● Page text
Load recipe (.yaml, .csv or .xlsx)

Parameters:
  • args (tuple) – Arguments for openplaces.path.recipe_path

  • kwargs (dict) – Keywords arguments. Those in openplaces.path.OpenPlacesReference and openplaces.path.recipe_path will be used to find the path, the remainder is passed to the reading functions: - yaml.safe_load() - pd.read_csv() - pd.read_excel()

openplaces.recipe.get_recipe_dict(filepath, *args, **kwargs)#

Read a recipe .yaml file as a dictionary, cast it to schema

Parameters:
  • filepath (pathlib.Path) – Filepath to .yaml file

  • args (list) – Passed on from get_recipe

  • kwargs (dict) – Passed on from get_recipe

openplaces.recipe.get_recipe_by_id(recipe_id, **kwargs)#

Shortcut to get recipe_id by its parts

Assumes syntax: {admin_id}_{entity}_{filename}.{extension}

admin_id or filename can be missing

(Datasets for non-entities aren’t yet supported)

Parameters:
  • recipe_id (str) – Identifier or a recipe

  • kwargs (dict) – Keyword arguments will be passed on to get_recipe()

openplaces.recipe.build_table_recipe(primary_recipe: dict, layer_spec: dict) dict#

Merge a primary recipe with an additional_layers spec.

Per-table keys (entity, layer, columns, index config, etc.) are taken from layer_spec when present, otherwise removed so that primary-only values do not bleed into the secondary table. process_by is inherited from the primary unless layer_spec sets it explicitly (use ‘process_by: null’ in the YAML to disable chunking for a specific additional table).

Parameters:
  • primary_recipe (dict) – Loaded primary recipe dictionary.

  • layer_spec (dict) – One entry from the primary recipe’s ‘additional_layers’ list.

Returns:

Merged recipe dict for the layer.

Return type:

dict

openplaces.recipe.get_table_recipe(recipe: str | dict, layer: str) dict#

Return the merged recipe for a secondary layer identified by entity.

Parameters:
  • recipe (str or dict) – Primary recipe (ID string or loaded dict).

  • layer (str) – Entity type (e.g. ‘property’) or full entity string (e.g. ‘property-massgis-2025’) of the additional layer.

Returns:

Merged recipe dict for the requested layer.

Return type:

dict

Raises:

KeyError – If no additional_layers entry matching layer is found.

openplaces.recipe.find_recipe_id(admin_id, entity_or_dataset, filename=None, silent=False)#

Find a recipe ID by admin_id and entity/dataset identifier.

Parameters:
  • admin_id (str) – Administrative unit identifier.

  • entity_or_dataset (str) – Entity or dataset identifier string, may contain glob wildcards (e.g. ‘parcel--’, ‘admin-census-2021’).

Outline records:
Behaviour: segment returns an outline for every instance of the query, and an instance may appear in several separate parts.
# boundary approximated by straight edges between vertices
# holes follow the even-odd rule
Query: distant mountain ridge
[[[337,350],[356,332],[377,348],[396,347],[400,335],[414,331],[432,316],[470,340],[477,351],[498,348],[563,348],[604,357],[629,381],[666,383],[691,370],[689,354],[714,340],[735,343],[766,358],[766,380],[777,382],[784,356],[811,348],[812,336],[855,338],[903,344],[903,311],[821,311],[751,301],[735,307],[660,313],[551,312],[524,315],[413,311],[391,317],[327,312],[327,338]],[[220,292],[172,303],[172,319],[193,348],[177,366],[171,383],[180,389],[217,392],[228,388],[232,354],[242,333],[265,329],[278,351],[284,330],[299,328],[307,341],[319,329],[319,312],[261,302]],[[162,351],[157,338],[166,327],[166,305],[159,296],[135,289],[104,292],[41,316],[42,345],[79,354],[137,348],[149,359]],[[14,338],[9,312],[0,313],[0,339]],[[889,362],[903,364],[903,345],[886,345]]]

● Tasks to perform
1. Repeat the outline records above line for line, changing nothing.
2. Pick up the openplaces.recipe documentation from its last line and carry it on.

● Answers given
1.
Behaviour: segment returns an outline for every instance of the query, and an instance may appear in several separate parts.
# boundary approximated by straight edges between vertices
# holes follow the even-odd rule
Query: distant mountain ridge
[[[337,350],[356,332],[377,348],[396,347],[400,335],[414,331],[432,316],[470,340],[477,351],[498,348],[563,348],[604,357],[629,381],[666,383],[691,370],[689,354],[714,340],[735,343],[766,358],[766,380],[777,382],[784,356],[811,348],[812,336],[855,338],[903,344],[903,311],[821,311],[751,301],[735,307],[660,313],[551,312],[524,315],[413,311],[391,317],[327,312],[327,338]],[[220,292],[172,303],[172,319],[193,348],[177,366],[171,383],[180,389],[217,392],[228,388],[232,354],[242,333],[265,329],[278,351],[284,330],[299,328],[307,341],[319,329],[319,312],[261,302]],[[162,351],[157,338],[166,327],[166,305],[159,296],[135,289],[104,292],[41,316],[42,345],[79,354],[137,348],[149,359]],[[14,338],[9,312],[0,313],[0,339]],[[889,362],[903,364],[903,345],[886,345]]]

2.
  • filename (str, optional) – Filename stem to match within the recipe directory. When None (default), matches any .yaml file in the entity directory. A .yaml extension is appended automatically if absent.

  • silent (bool) – If True, suppress the message printed when multiple recipes are found.

openplaces.recipe.find_admin_recipe_id(admin_id, admin_level, silent=False)#

Find the ID of an administrative data ingestion recipe

Parameters:
  • admin_id (str) – Administrative unit identifier

  • admin_level (int) – Administrative level for which a recipe is sought.

  • silent (bool) – If True, suppress the message printed when multiple recipes are found.

openplaces.recipe.find_entity_recipe_id(admin_id, entity_type, **kwargs)#

Find the ID of an entity data ingestion recipe.

Parameters:
  • admin_id (str) – Administrative unit identifier.

  • entity_type (str) – Entity type (e.g. ‘parcel’, ‘building’, ‘footprint’).

  • **kwargs – Passed to find_recipe_id() (filename, silent).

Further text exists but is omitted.